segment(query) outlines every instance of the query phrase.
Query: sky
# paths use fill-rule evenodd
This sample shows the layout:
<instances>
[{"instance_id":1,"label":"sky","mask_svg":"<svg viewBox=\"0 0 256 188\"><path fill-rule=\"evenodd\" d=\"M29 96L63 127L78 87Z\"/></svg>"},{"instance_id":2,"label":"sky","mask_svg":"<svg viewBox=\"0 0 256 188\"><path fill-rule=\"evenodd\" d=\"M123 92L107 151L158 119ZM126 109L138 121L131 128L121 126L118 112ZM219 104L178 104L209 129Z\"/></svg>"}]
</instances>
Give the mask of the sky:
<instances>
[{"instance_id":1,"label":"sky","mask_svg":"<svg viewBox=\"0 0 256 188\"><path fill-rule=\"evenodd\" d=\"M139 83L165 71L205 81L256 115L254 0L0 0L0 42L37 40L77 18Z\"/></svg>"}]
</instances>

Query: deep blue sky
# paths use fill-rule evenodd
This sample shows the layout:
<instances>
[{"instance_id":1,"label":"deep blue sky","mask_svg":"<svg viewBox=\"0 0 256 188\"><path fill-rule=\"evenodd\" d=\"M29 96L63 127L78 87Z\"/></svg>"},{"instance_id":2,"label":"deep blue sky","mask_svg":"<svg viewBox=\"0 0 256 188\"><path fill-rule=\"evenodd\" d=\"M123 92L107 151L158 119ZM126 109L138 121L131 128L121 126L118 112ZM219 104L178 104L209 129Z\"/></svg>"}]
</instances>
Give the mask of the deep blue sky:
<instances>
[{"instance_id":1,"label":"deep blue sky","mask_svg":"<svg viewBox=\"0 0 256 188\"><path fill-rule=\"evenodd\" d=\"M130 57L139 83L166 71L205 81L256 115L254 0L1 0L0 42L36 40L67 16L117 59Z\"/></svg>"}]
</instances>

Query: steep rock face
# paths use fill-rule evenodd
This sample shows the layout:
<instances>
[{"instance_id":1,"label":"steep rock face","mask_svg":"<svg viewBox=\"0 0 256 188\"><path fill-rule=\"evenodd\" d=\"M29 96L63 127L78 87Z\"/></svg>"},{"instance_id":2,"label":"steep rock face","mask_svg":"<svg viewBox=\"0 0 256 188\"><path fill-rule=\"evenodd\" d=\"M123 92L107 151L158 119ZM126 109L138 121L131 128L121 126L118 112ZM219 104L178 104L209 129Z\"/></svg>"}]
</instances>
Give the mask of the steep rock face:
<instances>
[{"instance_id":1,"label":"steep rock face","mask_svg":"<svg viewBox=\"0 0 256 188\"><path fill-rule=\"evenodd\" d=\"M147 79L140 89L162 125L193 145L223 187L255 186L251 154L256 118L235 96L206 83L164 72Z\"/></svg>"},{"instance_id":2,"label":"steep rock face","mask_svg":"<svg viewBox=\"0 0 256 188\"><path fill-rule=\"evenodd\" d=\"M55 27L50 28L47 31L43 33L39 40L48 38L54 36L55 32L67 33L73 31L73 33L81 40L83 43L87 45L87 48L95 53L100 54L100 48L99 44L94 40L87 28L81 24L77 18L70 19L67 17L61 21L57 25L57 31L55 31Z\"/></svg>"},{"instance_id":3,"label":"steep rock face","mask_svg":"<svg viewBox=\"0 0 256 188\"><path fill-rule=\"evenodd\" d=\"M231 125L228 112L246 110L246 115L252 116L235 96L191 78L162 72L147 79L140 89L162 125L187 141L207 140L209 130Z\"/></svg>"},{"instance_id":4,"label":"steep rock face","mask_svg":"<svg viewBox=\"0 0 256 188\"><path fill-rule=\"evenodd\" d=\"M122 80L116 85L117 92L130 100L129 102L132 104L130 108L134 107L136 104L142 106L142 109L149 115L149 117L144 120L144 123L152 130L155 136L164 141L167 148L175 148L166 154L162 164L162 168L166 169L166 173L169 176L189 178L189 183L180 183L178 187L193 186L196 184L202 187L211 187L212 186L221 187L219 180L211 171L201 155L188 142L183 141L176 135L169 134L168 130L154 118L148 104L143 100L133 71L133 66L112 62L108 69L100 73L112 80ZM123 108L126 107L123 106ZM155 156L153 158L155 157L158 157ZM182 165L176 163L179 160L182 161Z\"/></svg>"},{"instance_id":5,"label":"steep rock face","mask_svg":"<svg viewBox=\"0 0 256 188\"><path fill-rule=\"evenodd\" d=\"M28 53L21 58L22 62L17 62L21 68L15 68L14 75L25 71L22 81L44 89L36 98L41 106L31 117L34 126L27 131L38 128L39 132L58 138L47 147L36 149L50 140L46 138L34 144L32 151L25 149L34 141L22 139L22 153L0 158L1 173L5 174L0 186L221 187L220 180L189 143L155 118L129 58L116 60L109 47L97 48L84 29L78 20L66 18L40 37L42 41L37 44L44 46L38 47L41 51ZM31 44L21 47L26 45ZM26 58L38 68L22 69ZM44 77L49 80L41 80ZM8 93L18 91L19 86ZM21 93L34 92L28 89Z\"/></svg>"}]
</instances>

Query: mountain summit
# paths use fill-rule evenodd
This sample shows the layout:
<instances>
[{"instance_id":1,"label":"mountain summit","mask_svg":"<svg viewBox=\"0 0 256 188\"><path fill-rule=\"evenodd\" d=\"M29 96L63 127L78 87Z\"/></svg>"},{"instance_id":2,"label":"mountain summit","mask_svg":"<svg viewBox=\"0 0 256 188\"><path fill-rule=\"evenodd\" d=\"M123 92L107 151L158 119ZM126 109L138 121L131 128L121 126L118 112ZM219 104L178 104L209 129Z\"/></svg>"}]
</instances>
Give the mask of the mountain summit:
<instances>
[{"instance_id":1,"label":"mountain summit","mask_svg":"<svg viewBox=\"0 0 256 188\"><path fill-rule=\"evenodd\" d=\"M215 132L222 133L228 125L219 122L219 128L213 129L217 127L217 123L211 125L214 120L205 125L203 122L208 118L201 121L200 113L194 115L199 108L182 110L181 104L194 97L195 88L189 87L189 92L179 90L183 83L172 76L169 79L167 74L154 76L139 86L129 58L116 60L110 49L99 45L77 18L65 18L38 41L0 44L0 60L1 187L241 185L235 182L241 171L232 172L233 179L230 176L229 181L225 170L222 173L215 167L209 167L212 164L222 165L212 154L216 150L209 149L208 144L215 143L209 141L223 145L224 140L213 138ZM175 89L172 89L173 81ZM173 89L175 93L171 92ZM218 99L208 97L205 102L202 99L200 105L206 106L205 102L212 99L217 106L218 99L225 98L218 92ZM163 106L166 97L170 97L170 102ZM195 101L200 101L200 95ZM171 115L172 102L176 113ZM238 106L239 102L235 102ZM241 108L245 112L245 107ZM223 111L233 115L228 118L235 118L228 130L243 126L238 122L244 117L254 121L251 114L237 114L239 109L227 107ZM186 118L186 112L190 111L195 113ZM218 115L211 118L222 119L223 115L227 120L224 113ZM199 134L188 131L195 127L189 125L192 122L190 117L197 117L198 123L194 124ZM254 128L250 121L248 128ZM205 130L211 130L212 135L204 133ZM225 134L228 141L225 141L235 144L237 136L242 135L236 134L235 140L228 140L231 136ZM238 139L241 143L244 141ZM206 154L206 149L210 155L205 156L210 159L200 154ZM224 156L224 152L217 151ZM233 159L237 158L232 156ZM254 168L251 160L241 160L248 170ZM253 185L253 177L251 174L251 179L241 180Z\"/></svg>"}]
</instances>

[EXERCISE INSTRUCTIONS] State how many lines of the material above contain the word "Give". Case counts, and the reply should be the number alone.

[REPLY] 4